▶ EXERCISE AIM:
From the forum thread about the Dynamique 47, answer each question below in a line of its own:
(a) What boat does Simio47 have for sale?
(b) Where is bluestone's Dynamique kept?
(c) Why was the Dynamique that SloopJonB saw in the boatyard?

▶ DOCUMENT TEXT:
· · ·

# Dynamique 47, good or not?



## Simio47 (Aug 26, 2012)

Hi everybody. Does any one know anything about Dynamique yachts? I am looking at a Dynamique 47 which looks good but I know nothing about them. Also have a Corbin 39 PH for sale, message me for more details.


----------



## bluestone (Nov 4, 2012)

Hi I see you didnt get a reply but we have a Dynamique and have owned it for more than 10 years it is in the Mediterranean. It has pleased us a lot and has mostly good points but not perfect. Let me know if you are still interested.


----------



## Simio47 (Aug 26, 2012)

​Hi, that's really good timing; a deal just fell through on something else so we will be looking again at the Dynamique. Any pointers you can give would be much appreciated. Thanks


----------



## SloopJonB (Jun 6, 2011)

I've never been on one so I can't provide any specific info, but one was in my boatyard for a bottom job and I can say with certainty that they are gorgeous.


----------



## bluestone (Nov 4, 2012)

Yes, def. go for the Dynamique. She sails brilliantly and beats Amels and Halbergs. They are elegant ladies with nice lines. Parts, if of a high spec. can be expensive to replace though...but quality lasts.

Figure that you live perhaps in USA so our boat would be too far for you ....unless you want to sail her across the Atlantic with us! Ours was built to the highest specification for the owner. However , he had two identical Dynamiques built and one of them used to be in the Caribbean...so closer for you to check her out.

We searched for this boat for two years, travelling everywhere and doing sea trials. The Dynamique 47 is worth the wait.


----------



## Nacholas (Dec 1, 2021)

Simio47 said:


> Hi everybody. Does any one know anything about Dynamique yachts? I am looking at a Dynamique 47 which looks good but I know nothing about them. Also have a Corbin 39 PH for sale, message me for more details.


Amazing boats... reliable, strong and beautifull in every corner


----------

· · ·

▶ RECORDED INFORMATION:
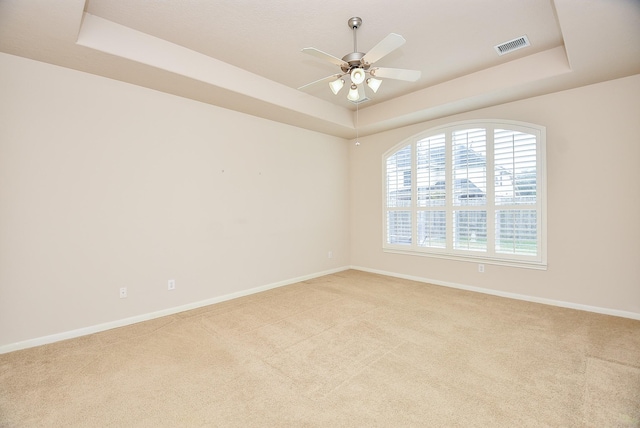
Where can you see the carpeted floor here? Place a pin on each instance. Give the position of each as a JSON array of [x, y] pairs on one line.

· · ·

▶ RESPONSE BELOW:
(a) A Corbin 39 PH.
(b) In the Mediterranean.
(c) For a bottom job.